*Your tasks*
1. In two sentences, summarize the forum post about Interactive Brokers funds sweep and margin issues.
2. According to the forum post, at what time does the US exchange margin check happen?
3. List every Interactive Brokers account segment named in the forum post.

# Interactive Brokers funds sweep/margin issues



## jackrab (20 June 2017)

I've been having issues with the excess funds sweep and been getting margin notices for the past 2 months in my SPI futures trading with Interactive Brokers.

How I understand it.... stocks are held in the Securities Segment, while futures are traded in the Commodities Segment (for ES, SPI, etc (mainly USA and Australia) and other futures, like HK, Japan etc, are traded in the UK Regulated Segment. Usually you would have funds sitting in the Securities segment, letting IB sweep funds to the Commodities when needed for margin... 

I trade SPI futures, which are traded in the commodity segment of IB and their funds sweep has been screwed since a few months, meaning I get margin notices every time I do a trade through the commodity segment, because the excess funds sweep doesn't happen correctly at the cut-off time when they do a check, and the system thinks I have no funds... while in fact I have plenty.

They say that it has to do with the US exchange margin check rule (CFTC I guess) at 17:15 EST (US time). And that this gives problems for clients who trade non-US hours in the commodity segment. It's been going on since beginning of May. Even if I close out the position ... I get a margin notice. Basically I end up with no position every day... but still get notices, and then after 3 days I can only close or hedge... even if I have no position left! 

Has anyone else who trade SPI through IB been having issues regarding this???


----------

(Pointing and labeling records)
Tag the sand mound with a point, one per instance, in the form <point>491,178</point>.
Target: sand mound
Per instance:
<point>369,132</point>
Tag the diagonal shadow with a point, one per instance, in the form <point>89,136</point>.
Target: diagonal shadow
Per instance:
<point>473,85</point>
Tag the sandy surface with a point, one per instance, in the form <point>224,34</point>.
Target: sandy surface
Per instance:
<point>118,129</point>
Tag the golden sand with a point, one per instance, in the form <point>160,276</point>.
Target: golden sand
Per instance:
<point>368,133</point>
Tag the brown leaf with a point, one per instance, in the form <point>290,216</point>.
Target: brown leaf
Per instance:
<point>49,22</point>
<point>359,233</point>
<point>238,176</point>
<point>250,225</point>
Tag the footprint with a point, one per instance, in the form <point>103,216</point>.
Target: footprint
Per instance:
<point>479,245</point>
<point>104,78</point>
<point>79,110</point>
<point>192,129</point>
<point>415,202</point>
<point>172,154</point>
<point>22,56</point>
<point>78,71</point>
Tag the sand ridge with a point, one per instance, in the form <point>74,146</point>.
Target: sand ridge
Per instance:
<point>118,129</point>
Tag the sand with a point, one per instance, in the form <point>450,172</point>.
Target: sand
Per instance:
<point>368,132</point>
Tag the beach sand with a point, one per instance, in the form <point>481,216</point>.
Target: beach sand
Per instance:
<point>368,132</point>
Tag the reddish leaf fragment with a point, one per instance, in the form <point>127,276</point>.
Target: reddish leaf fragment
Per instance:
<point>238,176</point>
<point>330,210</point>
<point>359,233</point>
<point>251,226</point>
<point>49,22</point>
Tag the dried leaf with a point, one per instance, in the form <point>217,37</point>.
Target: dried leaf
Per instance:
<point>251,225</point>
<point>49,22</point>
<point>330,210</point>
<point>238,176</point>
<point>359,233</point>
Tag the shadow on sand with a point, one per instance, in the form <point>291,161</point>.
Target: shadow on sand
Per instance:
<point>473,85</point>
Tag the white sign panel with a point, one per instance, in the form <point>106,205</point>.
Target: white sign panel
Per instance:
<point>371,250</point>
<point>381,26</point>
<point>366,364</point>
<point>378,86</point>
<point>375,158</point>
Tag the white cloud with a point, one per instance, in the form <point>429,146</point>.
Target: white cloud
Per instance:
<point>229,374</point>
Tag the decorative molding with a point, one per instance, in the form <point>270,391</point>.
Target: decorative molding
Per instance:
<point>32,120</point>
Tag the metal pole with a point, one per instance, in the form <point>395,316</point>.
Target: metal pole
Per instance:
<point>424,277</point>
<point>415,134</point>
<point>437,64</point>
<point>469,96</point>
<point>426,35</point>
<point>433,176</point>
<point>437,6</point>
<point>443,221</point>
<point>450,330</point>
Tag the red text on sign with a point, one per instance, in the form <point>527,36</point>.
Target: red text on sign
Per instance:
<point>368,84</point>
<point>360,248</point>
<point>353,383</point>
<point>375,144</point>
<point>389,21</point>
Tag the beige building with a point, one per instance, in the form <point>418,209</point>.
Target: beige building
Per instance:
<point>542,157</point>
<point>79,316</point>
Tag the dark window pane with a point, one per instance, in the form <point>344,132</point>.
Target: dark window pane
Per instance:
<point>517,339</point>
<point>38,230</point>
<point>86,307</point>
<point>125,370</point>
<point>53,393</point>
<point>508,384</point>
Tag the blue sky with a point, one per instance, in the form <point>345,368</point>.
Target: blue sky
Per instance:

*Task-by-task solutions*
1. An SPI futures trader with Interactive Brokers has been getting margin notices for about two months because the excess funds sweep into the commodity segment doesn't happen correctly at the cut-off check, so the system thinks the account has no funds. IB links the problem to the US exchange margin check rule at 17:15 EST, and the notices keep coming even after positions are closed, so after three days the trader can only close or hedge.

2. 17:15 EST (US time).

3. Securities Segment, Commodities Segment, UK Regulated Segment